- **What you have to do**: Output all the entries word for word. Omit the pictures.

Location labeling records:
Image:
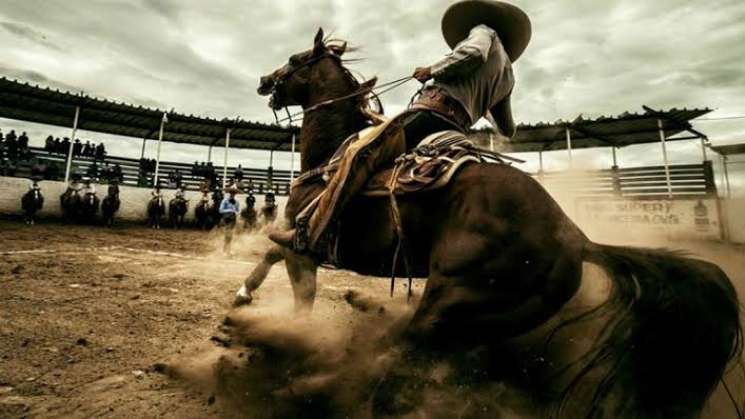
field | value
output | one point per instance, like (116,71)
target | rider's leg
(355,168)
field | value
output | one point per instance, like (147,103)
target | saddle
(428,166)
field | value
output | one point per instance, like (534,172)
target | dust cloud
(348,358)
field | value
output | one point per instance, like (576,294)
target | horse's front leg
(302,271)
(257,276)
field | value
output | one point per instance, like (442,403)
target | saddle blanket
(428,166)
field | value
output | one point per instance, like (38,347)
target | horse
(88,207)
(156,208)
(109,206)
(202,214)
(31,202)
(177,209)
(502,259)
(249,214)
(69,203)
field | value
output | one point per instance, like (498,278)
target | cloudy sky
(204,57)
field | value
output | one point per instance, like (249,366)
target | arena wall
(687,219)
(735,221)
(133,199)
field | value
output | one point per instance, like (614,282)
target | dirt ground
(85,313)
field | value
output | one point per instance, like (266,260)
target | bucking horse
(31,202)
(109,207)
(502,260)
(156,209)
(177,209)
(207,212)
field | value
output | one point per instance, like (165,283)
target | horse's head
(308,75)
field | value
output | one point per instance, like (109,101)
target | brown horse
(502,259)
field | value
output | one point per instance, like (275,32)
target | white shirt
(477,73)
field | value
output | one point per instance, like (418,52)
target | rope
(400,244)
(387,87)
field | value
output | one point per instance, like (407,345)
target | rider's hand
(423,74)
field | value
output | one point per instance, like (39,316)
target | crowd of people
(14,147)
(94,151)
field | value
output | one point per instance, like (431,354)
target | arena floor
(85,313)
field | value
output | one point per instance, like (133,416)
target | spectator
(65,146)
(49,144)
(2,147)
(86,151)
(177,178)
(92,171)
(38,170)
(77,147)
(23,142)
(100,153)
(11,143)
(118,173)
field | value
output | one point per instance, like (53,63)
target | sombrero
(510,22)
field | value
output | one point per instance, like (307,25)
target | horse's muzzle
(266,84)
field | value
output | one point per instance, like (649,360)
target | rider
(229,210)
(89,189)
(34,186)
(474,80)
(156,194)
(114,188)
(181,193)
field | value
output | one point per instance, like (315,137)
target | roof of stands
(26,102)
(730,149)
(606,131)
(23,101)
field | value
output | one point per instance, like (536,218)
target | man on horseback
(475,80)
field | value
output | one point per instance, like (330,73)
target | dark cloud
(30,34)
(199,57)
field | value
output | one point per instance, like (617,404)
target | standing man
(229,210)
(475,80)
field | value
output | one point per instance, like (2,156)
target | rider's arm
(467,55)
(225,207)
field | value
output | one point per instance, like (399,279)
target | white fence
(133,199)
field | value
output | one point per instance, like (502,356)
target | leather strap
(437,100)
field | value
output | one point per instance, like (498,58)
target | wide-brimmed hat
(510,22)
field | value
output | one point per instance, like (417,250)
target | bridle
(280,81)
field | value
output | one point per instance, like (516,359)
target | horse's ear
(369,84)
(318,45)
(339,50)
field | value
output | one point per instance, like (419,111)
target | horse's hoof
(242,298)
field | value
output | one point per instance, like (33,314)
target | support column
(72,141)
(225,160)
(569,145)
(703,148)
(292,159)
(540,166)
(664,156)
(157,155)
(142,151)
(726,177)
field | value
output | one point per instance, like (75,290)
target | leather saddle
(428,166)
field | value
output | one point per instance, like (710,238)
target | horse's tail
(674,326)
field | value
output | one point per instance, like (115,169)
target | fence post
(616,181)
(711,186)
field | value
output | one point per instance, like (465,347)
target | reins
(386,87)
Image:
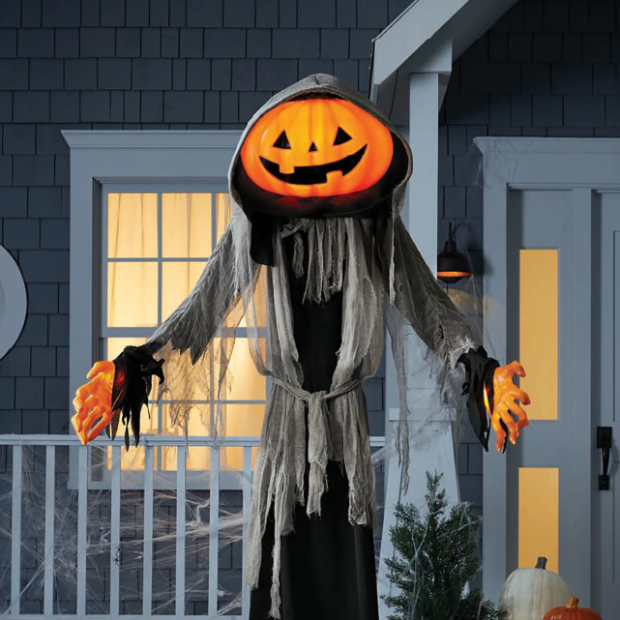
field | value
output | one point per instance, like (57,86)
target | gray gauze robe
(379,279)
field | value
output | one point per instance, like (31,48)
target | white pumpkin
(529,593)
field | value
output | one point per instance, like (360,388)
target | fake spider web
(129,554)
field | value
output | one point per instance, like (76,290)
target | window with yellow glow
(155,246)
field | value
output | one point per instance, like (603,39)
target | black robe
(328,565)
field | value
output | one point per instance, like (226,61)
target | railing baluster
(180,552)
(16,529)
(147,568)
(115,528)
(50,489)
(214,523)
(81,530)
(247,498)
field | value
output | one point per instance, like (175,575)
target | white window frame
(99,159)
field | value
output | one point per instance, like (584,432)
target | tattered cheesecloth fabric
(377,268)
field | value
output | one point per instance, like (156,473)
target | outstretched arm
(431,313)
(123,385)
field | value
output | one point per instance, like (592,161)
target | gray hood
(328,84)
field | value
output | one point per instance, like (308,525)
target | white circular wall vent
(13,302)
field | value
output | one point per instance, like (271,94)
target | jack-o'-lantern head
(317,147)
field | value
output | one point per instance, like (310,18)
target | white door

- **Exercise result**:
Image:
field | value
output | one point per instance, like (116,71)
target | rider's leg
(355,168)
field | value
output | one point per instance, like (147,103)
target | saddle
(428,166)
field | value
output | one point per instance, like (534,172)
target | dust cloud
(348,358)
field | value
output | one point per instance, like (576,294)
target | horse's front leg
(302,271)
(257,276)
field | value
output | one point per instance, like (442,403)
target | saddle blanket
(428,166)
field | value
output | one point per instance, like (38,347)
target | horse
(88,207)
(156,208)
(109,206)
(202,214)
(31,202)
(177,209)
(502,259)
(249,214)
(69,203)
field | value
output | one point per instance, like (498,278)
target | cloudy sky
(204,57)
field | value
output | one point per instance, like (249,366)
target | arena wall
(687,219)
(735,221)
(133,199)
field | value
output | one point per instance, like (614,282)
target | dirt ground
(85,313)
field | value
output | one point per instance, like (266,260)
target | bucking horse
(31,202)
(109,207)
(502,260)
(156,209)
(177,209)
(207,212)
field | value
output | one point per instance, like (165,283)
target | horse's head
(308,75)
field | value
output | one point per instance, like (109,101)
target | brown horse
(502,259)
field | value
output | one point per instance, like (275,32)
target | white shirt
(477,73)
field | value
output | one point per instance, like (418,52)
target | rope
(400,244)
(387,87)
field | value
output | one point per instance, like (407,345)
target | rider's hand
(423,74)
field | value
output | one point per instance, like (39,316)
target | crowd of people
(14,147)
(94,151)
field | value
output | one point per instance, like (431,354)
target | arena floor
(85,313)
field | value
output | one point per instance, like (133,416)
target | spectator
(65,146)
(49,144)
(2,147)
(86,151)
(177,178)
(92,171)
(38,170)
(77,147)
(23,142)
(100,153)
(11,143)
(118,173)
field | value
output | one point per instance, like (53,63)
target | sombrero
(510,22)
field | value
output | one point per instance, like (307,25)
target | horse's muzzle
(266,84)
field | value
output | one point per instance, like (649,360)
target | rider
(229,210)
(89,189)
(34,186)
(474,80)
(156,194)
(114,188)
(181,193)
field | value
output | one point per instance, like (315,137)
target | roof of stands
(26,102)
(730,149)
(606,131)
(23,101)
field | value
output | one point per instance, like (536,218)
target | man on horseback
(475,80)
field | value
output | one point per instance, like (330,73)
target | dark cloud
(30,34)
(199,57)
field | value
output | one point per instance, like (617,404)
target | standing man
(229,210)
(475,80)
field | value
output | one point per instance, like (2,156)
target | rider's arm
(467,55)
(225,207)
field | value
output | one point per instance, like (399,279)
target | white fence
(133,199)
field | value
output | one point per instance, like (502,356)
target | leather strap
(437,100)
field | value
output | one point per instance, like (498,58)
target | wide-brimmed hat
(510,22)
field | value
output | one point per instance, like (417,250)
target | bridle
(280,81)
field | value
output | one point per instance, like (516,359)
target | horse's ear
(369,84)
(318,45)
(339,50)
field | value
output | one point per instance, like (419,111)
target | horse's hoof
(242,298)
field | value
output | one point per instance, like (33,314)
target | support column
(72,141)
(225,160)
(569,145)
(703,148)
(292,159)
(540,166)
(664,156)
(157,155)
(142,151)
(726,177)
field | value
output | one point per instance, like (75,290)
target | leather saddle
(428,166)
field | value
output | one point per instance, like (710,238)
target | horse's tail
(674,326)
field | value
output | one point per instance, like (115,169)
target | fence post
(616,181)
(711,186)
field | value
output | one point per instance, like (465,347)
target | reins
(386,87)
Image:
field | value
output | one point per instance, like (57,86)
target | gray gauze robe
(379,279)
field | value
output | one point per instance, like (31,48)
target | white pumpkin
(529,593)
field | value
output | one point per instance, like (360,388)
target | fake spider web
(129,554)
field | value
output | one point per instance, like (76,290)
target | window with yellow glow
(155,246)
field | value
output | one point per instance, like (603,39)
target | black robe
(328,565)
field | value
output | one point per instance, like (226,61)
target | railing baluster
(180,552)
(16,529)
(147,568)
(115,528)
(50,489)
(214,523)
(81,530)
(247,498)
field | value
output | one point per instance, like (175,575)
target | white window frame
(99,159)
field | value
output | one point per instance, like (584,432)
target | tattered cheesecloth fabric
(377,268)
field | value
output | one point per instance, like (156,473)
target | outstretched arm
(431,313)
(123,385)
field | value
output | one point per instance, like (592,161)
target | gray hood
(328,84)
field | value
output | one point per instance, like (308,525)
target | white circular wall vent
(13,302)
field | value
output | one point per instance, like (271,94)
target | jack-o'-lantern head
(317,147)
field | value
output | one point per instance, like (310,18)
target | white door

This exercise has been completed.